:: Excerpted data

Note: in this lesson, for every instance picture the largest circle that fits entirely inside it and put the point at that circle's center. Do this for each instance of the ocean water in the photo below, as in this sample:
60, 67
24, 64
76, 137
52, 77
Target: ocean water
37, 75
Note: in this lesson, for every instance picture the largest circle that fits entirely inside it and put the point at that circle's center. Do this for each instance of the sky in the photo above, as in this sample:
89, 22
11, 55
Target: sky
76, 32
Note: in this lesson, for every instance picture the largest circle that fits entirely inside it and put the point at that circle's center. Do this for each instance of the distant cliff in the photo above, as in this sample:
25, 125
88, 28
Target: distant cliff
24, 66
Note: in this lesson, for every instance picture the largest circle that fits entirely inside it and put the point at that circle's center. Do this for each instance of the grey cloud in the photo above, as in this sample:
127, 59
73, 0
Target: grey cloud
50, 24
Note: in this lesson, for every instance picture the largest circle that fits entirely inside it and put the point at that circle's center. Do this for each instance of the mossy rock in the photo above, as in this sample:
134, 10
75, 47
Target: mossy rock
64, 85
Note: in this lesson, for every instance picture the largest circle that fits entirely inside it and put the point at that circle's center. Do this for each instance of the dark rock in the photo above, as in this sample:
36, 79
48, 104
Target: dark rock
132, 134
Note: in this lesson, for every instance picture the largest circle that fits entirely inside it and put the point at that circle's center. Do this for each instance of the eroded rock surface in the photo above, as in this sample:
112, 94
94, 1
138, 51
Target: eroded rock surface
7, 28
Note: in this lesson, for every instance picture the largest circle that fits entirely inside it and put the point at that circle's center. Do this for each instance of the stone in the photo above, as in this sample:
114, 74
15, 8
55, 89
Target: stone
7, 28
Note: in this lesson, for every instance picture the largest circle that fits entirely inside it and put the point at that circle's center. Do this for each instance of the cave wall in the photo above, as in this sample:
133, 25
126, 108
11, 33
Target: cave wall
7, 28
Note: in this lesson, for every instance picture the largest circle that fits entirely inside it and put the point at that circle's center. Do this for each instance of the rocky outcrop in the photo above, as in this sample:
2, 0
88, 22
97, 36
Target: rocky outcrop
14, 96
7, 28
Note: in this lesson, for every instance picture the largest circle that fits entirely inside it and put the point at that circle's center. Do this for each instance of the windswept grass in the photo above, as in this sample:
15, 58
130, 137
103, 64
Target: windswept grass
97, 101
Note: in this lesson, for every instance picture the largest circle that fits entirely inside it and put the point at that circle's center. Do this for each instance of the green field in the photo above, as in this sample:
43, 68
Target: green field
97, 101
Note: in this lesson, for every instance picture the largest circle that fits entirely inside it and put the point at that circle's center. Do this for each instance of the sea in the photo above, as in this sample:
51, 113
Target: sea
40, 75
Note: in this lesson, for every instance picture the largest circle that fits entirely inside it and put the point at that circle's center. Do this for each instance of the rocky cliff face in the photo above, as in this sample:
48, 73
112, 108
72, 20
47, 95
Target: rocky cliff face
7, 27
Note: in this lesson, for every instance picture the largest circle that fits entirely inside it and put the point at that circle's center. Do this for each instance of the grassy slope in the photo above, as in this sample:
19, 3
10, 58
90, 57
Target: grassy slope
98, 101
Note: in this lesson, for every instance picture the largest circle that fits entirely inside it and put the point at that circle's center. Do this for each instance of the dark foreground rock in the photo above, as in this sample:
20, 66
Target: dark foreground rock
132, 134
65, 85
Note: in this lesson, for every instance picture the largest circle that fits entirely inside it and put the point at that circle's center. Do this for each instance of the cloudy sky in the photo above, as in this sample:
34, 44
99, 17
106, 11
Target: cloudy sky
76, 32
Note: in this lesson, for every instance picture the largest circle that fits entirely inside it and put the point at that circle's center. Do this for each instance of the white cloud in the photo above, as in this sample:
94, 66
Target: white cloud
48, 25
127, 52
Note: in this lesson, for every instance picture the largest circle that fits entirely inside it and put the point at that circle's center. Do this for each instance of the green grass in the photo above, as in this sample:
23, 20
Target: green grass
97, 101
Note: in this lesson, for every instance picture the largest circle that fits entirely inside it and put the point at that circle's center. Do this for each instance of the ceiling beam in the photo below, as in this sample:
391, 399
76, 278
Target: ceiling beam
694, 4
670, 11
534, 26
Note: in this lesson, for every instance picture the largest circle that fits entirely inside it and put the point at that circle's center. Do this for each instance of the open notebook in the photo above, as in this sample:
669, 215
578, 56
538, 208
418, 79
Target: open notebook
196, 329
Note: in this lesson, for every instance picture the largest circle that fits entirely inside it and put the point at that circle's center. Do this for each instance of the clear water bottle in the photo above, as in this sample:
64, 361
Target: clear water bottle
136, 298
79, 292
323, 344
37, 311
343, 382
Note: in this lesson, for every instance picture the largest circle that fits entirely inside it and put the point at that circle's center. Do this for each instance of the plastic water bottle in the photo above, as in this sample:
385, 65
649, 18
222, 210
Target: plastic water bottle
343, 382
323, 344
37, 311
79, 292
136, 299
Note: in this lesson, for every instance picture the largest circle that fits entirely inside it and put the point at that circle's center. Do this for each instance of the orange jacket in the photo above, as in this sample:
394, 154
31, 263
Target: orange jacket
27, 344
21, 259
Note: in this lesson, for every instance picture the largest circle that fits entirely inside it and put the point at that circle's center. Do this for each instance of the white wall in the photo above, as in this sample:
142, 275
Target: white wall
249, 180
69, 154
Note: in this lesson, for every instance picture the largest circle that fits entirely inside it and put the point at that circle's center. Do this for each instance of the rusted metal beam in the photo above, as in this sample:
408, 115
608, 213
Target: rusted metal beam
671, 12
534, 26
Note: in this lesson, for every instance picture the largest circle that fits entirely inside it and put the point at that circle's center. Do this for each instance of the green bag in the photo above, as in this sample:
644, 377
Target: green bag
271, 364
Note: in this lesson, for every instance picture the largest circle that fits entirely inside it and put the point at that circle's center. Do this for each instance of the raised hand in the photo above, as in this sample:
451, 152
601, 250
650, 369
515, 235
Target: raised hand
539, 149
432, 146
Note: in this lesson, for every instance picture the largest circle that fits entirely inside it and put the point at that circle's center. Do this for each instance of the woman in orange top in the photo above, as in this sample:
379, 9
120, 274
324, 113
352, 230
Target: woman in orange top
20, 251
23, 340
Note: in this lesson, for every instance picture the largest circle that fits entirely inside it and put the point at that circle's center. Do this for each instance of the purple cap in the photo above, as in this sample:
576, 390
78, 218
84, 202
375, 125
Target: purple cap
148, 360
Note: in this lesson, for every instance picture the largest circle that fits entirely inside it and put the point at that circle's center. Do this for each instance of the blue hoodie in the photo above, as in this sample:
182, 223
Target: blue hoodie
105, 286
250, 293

::::

Exercise »
Change "largest circle" to "biggest circle" everywhere it occurs in the entries above and write them all out again, keeping every other word and number the same.

Solution for this task »
Note: in this lesson, for every instance picture the biggest circle that fits entirely inside it and put the point at that circle's center. Do this for each instance of the ocean water in the photo below, as in this sample:
60, 67
24, 64
76, 137
52, 77
Target: ocean water
37, 75
Note: in this lesson, for every instance picture the biggest circle that fits entirely inside it and put the point at that circle's center. Do this for each instance of the sky in the photo above, as in this sample:
89, 22
11, 55
Target: sky
76, 32
Note: in this lesson, for every instance picture the biggest circle that fits entirely inside it and put the point at that circle's center. Do this for each instance of the distant cliff in the photo above, as in this sample:
25, 125
88, 28
Target: distant cliff
24, 66
Note: in this lesson, for every instance picture the biggest circle that fits entirely inside it and put the point at that circle's center. Do this for each instance of the grey cloud in the photo above, as in this sample:
127, 59
73, 0
Target: grey cloud
50, 24
Note: in this lesson, for every instance picture the biggest circle that fits entirely inside it and put the point at that circle's center. Do this for each instance of the mossy rock in the photo above, as in this sample:
134, 10
75, 47
Target: mossy rock
64, 85
Note: in this lesson, for every instance picture the biggest circle that fits entirely inside it and put the point at that circle's center. Do this for each instance of the dark rock in the photo above, as in this sample:
36, 79
48, 104
Target: dark rock
132, 134
Note: in this lesson, for every instance picture the biggest circle that fits entirely inside it and put the point at that circle's center. Do this for each instance of the eroded rock surface in the photo above, as in this sample:
112, 94
94, 1
138, 51
Target: eroded rock surface
7, 28
Note: in this lesson, for every instance picture the biggest circle that fits entirely inside it and put the point at that circle's center. Do this for each instance of the stone in the photo above, as in this sample:
114, 74
15, 8
55, 89
Target: stone
7, 28
Note: in this lesson, for every instance picture the biggest circle that fits entirely inside it and put the point at that circle's center. Do this for each instance of the cave wall in the photo above, as in this sample:
133, 25
126, 108
11, 33
Target: cave wall
7, 28
Note: in this lesson, for every instance picture the biggest circle that fits entirely inside it and put the point at that circle's center. Do this for each instance of the rocky outcrop in the photo above, as in this sample:
2, 0
88, 22
97, 36
Target: rocky outcrop
14, 96
7, 28
Note: in this lesson, for every instance picture the biggest circle that fits entirely inside it and put the point at that circle's center. Do this for each instance of the windswept grass in the photo above, as in this sample:
15, 58
130, 137
103, 64
Target: windswept grass
97, 101
Note: in this lesson, for every instance picture the biggest circle that fits entirely inside it and put the point at that circle's center. Do this for each instance of the green field in the photo above, as in this sample:
43, 68
Target: green field
97, 101
Note: in this lesson, for every instance picture the biggest circle that fits entirely inside it and put the point at that circle's center. Do this for each instance of the sea in the photo above, as in this sample:
51, 113
Target: sea
40, 75
Note: in this lesson, for every instance picture the biggest circle that fits entirely inside it and put the point at that circle's center. Do this for each instance of the rocky cliff face in the photo above, as in this sample:
48, 73
112, 108
72, 20
47, 95
Target: rocky cliff face
7, 27
Note: in this lesson, for every instance picture the biggest circle that fits entirely inside it and put the point at that circle's center. Do this for each instance of the grassy slope in the photo above, as in this sample:
19, 3
10, 58
90, 57
Target: grassy slope
98, 101
Note: in this lesson, for every instance picture the biggest circle that fits entirely inside it and put the point at that circle's center. Do this for each instance of the dark foreground rock in the photo above, as in this sample:
20, 66
Target: dark foreground rock
132, 134
65, 85
Note: in this lesson, for every instance picture the biggest circle that fits entirely inside it and put the point at that circle's center. Do this for each instance of the cloudy sky in the photo above, as in this sample:
34, 44
99, 17
106, 11
Target: cloudy sky
76, 32
Note: in this lesson, for every instance picture the biggest circle that fits entirely inside it and put the point at that circle's center. Do this for each instance of the white cloud in the photo above, as in this sample:
94, 66
Target: white cloud
48, 25
127, 52
Note: in this lesson, for every instance picture the biggest circle that fits entirely inside it and put the point at that circle's center. Do this for each instance of the green grass in the photo above, as in this sample:
23, 20
Target: green grass
97, 101
Note: in this lesson, for every instance picture the biggest circle that fits entirely inside it and put the point at that circle's center. Do this for each instance of the ceiling beam in the photo below, as in this sample:
391, 399
76, 278
Target: ceiling beam
694, 4
670, 11
534, 26
Note: in this lesson, for every instance picture the biggest circle that fits entirely inside it and put the point at that circle's center. Do this for each instance of the open notebook in the photo above, as in this sample:
669, 215
578, 56
538, 208
418, 79
Target: open notebook
196, 329
Note: in this lesson, for every instance picture the biggest circle that fits entirely inside it and put the point at that circle's center. Do this for each instance of the clear water bottle in the photo above, as in this sample:
64, 361
Target: clear water bottle
136, 298
79, 292
323, 344
37, 311
343, 382
Note: in this lesson, for every instance picture the biggest circle that fits entirely inside it and put the point at that circle's center. Do this for each instance of the plastic water bottle in the photo above, as in this sample:
385, 65
649, 18
222, 210
Target: plastic water bottle
343, 382
323, 344
37, 311
79, 292
136, 299
Note: in this lesson, for every instance picture the biggest circle that fits entirely inside it and put the point at that circle's center. Do this for each instance of the orange jacket in the photo above, as in this sample:
394, 154
31, 263
Target: orange jacket
27, 344
21, 259
Note: in this lesson, for every instance picture the biggest circle that fits entirely inside it and put the point at that circle's center. Do this for each instance of the white wall in the photo above, as in this sample:
142, 275
Target: white wall
249, 180
69, 154
Note: in this lesson, for every instance picture the biggest circle that fits entirely inside it and put the point at that circle's center. Do this for each instance of the rusted metal beam in the photo above, as in this sample:
408, 115
608, 213
Target: rusted metal beam
671, 12
534, 26
Note: in this lesson, for every instance picture the biggest circle that fits entirely inside it and put the point at that circle's center. Do this for each instance of the green bag in the photo above, as in this sample:
644, 377
Target: green bag
271, 364
Note: in this lesson, for every instance picture the biggest circle that fits entirely inside it and put the point at that circle's center. Do this for each instance of the raised hand in the photo above, as in this sample:
451, 152
601, 250
650, 369
515, 235
Target: raised hand
539, 149
432, 146
Note: in this lesson, for every instance picture the biggest circle that fits entirely inside it and put the point at that circle's center. Do this for each instance of the woman in orange top in the photo above, as in this sample:
379, 9
120, 274
324, 113
352, 230
Target: woman in orange top
20, 251
23, 340
Note: in this lesson, for every instance picture the biggest circle that fits entirely inside it and put the point at that circle's center. Do this for each instance of the purple cap in the photo above, as in this sample:
576, 390
78, 218
84, 202
375, 125
Target: purple cap
148, 360
Note: in this lesson, for every instance picture the biggest circle that fits entirely inside it and put the point at that circle's center. Do this for each instance of the blue hoodie in the photo above, as in this sample:
182, 223
Target: blue hoodie
105, 286
250, 293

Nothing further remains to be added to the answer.